── PROVIDED DATA
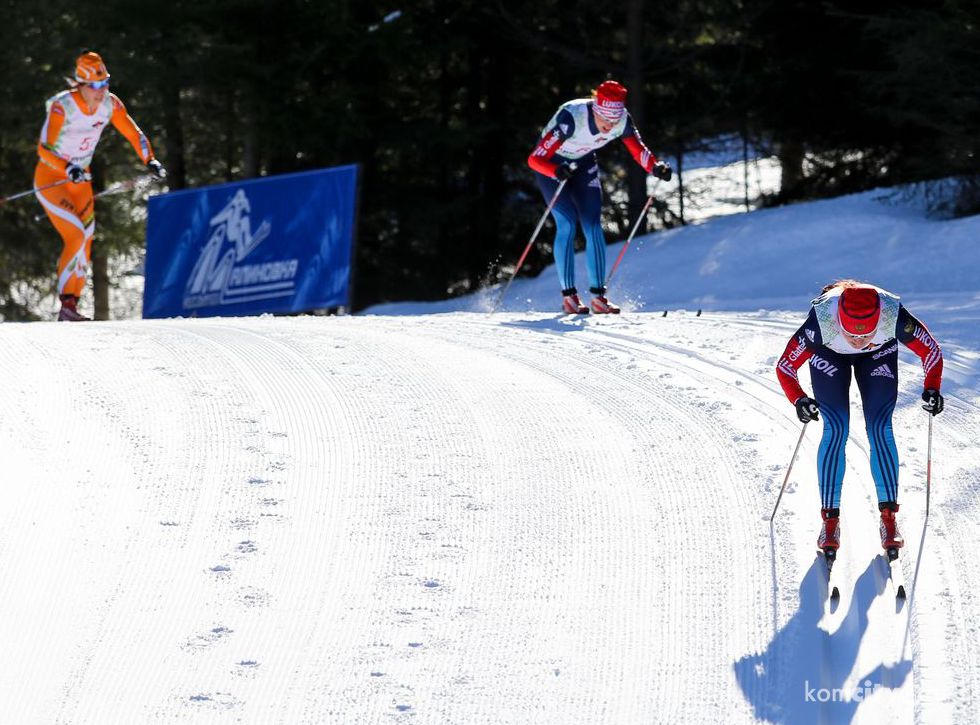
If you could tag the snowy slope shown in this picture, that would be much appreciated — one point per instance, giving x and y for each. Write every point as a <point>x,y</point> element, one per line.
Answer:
<point>465,517</point>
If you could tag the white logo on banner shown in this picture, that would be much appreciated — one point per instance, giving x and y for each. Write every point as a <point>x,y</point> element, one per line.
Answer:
<point>220,278</point>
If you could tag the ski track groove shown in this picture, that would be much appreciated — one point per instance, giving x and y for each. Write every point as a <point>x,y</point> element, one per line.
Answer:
<point>440,547</point>
<point>679,397</point>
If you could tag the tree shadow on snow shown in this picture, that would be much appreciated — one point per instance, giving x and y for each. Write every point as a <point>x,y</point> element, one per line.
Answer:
<point>558,323</point>
<point>801,676</point>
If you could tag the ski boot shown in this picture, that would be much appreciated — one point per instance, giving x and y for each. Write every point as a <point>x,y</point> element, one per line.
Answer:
<point>69,310</point>
<point>602,306</point>
<point>829,540</point>
<point>891,538</point>
<point>571,304</point>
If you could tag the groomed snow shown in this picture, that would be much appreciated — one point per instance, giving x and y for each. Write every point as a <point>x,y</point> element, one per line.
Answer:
<point>511,517</point>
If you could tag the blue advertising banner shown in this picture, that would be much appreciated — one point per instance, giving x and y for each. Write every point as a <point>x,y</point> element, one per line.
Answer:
<point>276,244</point>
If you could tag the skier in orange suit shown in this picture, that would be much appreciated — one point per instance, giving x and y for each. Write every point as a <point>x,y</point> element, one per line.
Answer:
<point>62,182</point>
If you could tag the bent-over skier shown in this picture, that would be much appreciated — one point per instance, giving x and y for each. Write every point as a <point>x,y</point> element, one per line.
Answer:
<point>857,327</point>
<point>566,152</point>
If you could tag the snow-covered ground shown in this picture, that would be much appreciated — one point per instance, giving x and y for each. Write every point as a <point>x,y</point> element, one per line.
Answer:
<point>513,517</point>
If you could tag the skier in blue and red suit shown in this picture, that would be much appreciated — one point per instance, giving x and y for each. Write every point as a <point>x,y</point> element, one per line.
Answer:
<point>857,327</point>
<point>566,151</point>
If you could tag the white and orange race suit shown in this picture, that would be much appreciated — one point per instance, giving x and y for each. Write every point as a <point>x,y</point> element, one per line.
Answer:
<point>69,136</point>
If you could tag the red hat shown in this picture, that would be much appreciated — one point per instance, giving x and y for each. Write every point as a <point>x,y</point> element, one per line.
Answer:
<point>89,68</point>
<point>610,100</point>
<point>858,310</point>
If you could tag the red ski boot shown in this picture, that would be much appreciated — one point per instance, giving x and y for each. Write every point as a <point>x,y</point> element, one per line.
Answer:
<point>69,311</point>
<point>830,531</point>
<point>571,304</point>
<point>602,306</point>
<point>891,538</point>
────
EXERCISE PROMPT: Return the lines from the one containing "If you could tag the skier in orange" through the one containing "<point>513,517</point>", reproducing them verbatim.

TASK ANSWER:
If you could tag the skier in orange suit shown in this picture, that would be much appreciated — one point per instance, giving x and y for each. Write every point as a <point>x,y</point> element, one per line.
Answer:
<point>62,182</point>
If you could tag the bent-over skier shown in this picture, that would be much appreciated — one point per instance, giving x and y for each. Write every point as a <point>x,y</point> element, one per line.
Answer:
<point>857,327</point>
<point>566,152</point>
If you could tag the snow-covered ground shown in this picture, that would be much appreciated — one point per instance, giving x and y for each. Write every point as a <point>x,y</point> element, one per line.
Answer:
<point>513,517</point>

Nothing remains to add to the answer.